___ EXERCISE INPUTS ___
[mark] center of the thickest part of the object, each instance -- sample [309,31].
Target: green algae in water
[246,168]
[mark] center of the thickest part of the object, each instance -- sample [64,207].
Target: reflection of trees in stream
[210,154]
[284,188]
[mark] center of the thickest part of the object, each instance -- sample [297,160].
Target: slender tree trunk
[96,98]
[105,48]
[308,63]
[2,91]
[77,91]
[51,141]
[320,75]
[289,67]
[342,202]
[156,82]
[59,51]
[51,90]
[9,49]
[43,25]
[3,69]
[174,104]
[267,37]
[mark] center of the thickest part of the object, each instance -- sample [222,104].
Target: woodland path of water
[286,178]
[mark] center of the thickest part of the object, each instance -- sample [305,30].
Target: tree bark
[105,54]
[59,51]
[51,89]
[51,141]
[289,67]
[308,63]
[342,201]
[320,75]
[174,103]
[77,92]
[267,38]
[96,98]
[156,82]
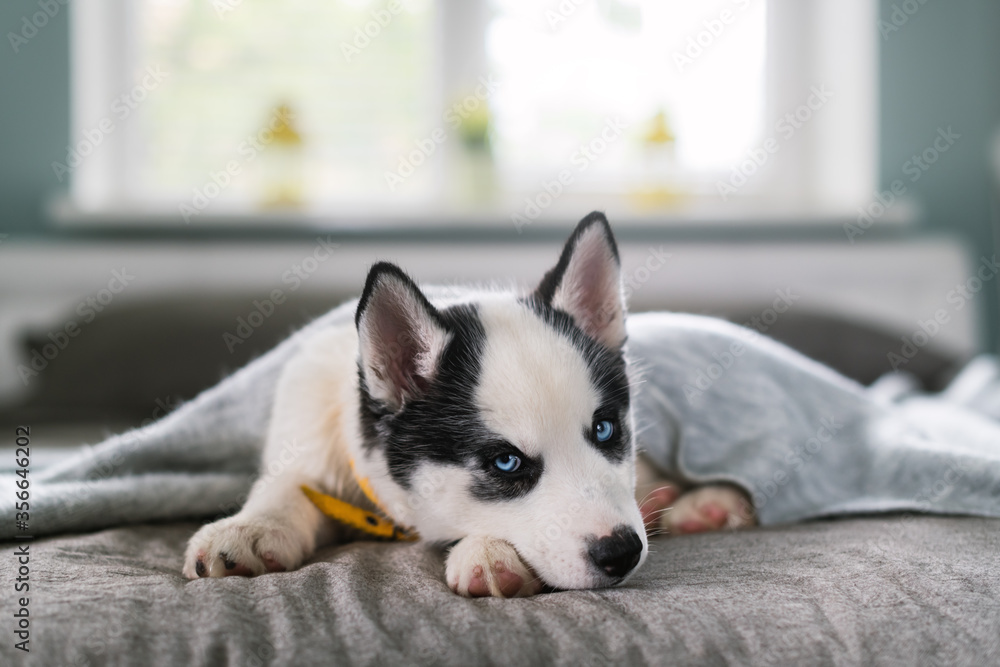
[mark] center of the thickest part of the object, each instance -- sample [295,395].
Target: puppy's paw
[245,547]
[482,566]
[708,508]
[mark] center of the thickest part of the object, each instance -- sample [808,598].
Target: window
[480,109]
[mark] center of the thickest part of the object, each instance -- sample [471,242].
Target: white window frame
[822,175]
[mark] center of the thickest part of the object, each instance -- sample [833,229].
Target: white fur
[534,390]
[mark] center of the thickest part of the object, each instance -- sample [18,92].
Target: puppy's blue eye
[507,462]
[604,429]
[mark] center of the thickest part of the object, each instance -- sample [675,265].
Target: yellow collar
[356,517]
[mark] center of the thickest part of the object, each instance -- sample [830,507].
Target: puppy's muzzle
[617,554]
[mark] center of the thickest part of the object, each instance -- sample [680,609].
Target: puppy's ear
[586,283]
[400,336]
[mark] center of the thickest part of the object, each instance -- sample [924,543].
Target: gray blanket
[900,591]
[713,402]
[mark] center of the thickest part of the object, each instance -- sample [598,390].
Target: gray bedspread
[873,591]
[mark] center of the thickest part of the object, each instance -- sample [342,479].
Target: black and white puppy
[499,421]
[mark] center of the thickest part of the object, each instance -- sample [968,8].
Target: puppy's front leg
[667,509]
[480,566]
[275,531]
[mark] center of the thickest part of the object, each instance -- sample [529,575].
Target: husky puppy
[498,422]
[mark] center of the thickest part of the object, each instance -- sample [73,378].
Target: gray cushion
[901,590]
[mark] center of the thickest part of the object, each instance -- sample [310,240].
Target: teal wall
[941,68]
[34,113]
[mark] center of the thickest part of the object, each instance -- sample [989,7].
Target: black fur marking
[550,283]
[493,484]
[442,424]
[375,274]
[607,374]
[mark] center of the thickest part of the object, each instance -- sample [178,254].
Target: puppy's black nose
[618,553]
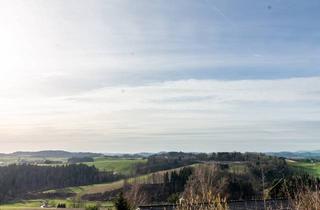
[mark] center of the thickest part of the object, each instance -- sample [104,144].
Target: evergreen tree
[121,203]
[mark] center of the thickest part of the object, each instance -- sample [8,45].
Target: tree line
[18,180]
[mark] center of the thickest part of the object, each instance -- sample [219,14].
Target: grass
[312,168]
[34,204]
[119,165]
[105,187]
___
___ EXERCISE INPUTS ___
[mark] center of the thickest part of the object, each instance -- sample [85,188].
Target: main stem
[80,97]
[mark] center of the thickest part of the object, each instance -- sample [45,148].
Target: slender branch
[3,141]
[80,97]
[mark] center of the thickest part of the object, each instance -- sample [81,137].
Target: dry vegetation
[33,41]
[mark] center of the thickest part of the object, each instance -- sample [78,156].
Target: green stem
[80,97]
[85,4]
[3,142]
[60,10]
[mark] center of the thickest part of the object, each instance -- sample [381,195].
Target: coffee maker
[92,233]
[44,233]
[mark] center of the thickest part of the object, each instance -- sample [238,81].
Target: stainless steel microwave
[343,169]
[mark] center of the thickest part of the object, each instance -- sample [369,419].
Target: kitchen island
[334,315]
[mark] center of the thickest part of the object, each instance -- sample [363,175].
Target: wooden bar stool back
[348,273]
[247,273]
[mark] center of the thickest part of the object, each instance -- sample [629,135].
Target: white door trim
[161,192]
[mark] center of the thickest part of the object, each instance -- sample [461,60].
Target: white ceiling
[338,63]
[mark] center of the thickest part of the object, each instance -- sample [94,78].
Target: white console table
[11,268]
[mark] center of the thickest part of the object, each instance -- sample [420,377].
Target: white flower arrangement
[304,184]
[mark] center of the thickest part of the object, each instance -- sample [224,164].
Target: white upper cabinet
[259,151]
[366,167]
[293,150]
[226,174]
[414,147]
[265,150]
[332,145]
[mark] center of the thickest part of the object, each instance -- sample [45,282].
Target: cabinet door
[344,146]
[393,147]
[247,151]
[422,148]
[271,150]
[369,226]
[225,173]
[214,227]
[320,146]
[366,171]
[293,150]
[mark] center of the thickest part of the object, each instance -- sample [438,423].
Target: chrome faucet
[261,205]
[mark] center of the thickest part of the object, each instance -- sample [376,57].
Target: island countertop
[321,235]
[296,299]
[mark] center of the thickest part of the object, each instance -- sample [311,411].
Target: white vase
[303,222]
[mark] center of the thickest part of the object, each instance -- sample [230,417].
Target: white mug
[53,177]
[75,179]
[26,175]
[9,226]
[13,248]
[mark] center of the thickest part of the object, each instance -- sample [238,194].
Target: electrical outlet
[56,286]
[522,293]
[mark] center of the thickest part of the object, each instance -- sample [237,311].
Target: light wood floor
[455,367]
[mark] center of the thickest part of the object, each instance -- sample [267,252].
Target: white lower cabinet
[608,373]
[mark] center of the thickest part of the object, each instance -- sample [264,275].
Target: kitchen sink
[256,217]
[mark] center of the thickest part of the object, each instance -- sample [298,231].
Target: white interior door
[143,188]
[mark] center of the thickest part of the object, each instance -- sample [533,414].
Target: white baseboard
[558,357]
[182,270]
___
___ EXERCISE INPUTS ___
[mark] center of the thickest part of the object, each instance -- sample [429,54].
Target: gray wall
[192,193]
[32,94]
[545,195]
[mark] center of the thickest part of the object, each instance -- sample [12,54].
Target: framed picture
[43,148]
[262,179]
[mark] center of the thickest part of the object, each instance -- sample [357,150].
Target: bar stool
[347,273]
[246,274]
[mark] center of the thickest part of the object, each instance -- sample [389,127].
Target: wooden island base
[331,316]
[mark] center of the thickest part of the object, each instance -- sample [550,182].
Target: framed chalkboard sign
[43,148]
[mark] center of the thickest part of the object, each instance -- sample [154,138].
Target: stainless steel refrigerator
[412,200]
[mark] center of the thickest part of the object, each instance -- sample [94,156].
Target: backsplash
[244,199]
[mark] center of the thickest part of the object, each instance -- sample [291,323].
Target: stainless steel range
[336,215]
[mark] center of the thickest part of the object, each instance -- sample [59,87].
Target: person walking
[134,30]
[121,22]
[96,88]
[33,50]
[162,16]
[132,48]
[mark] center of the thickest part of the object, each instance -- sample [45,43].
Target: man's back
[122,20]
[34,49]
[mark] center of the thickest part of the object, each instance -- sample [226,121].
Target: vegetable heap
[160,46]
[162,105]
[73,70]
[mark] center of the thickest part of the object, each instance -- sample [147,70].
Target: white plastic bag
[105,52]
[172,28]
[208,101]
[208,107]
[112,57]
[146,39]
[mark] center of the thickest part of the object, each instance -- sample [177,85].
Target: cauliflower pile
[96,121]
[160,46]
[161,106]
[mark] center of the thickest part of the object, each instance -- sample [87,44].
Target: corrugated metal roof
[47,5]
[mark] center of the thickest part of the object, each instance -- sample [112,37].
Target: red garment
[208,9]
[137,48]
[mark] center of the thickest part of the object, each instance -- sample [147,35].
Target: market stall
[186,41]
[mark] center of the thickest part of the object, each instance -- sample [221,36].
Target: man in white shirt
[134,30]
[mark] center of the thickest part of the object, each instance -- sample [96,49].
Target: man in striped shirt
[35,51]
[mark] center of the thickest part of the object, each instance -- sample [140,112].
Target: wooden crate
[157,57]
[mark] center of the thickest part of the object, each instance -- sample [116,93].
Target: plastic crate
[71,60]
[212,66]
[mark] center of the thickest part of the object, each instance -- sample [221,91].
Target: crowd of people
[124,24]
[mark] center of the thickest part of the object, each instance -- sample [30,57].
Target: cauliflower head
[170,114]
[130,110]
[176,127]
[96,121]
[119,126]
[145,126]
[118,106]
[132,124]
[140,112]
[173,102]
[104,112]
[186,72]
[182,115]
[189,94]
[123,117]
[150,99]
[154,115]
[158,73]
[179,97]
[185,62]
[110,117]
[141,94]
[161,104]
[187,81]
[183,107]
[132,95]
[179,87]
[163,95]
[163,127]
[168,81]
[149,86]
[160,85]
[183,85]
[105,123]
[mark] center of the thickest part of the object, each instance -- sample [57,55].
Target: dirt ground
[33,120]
___
### WORK TO BE COMPLETED:
Pick out and copy every row above that contains the word "puppy", treating uppercase and lowercase as different.

### CORRECT ANSWER:
Target: puppy's paw
Target: puppy's blue eye
Target: puppy's muzzle
Target: puppy's ear
Target: black and white puppy
Target: puppy's front leg
Target: husky puppy
Target: puppy's black nose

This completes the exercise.